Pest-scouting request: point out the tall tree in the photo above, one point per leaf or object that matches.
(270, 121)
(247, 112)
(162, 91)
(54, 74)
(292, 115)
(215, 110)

SET PROBLEM
Format the lines above as a JSON list of strings, with one string for each line and any blank lines omitted.

SOLUTION BELOW
[
  "Pest-scouting request: point out the tall tree in the photo above, one point per leaf or object that matches.",
  "(270, 121)",
  "(247, 112)",
  "(162, 91)",
  "(54, 74)",
  "(292, 115)",
  "(215, 110)"
]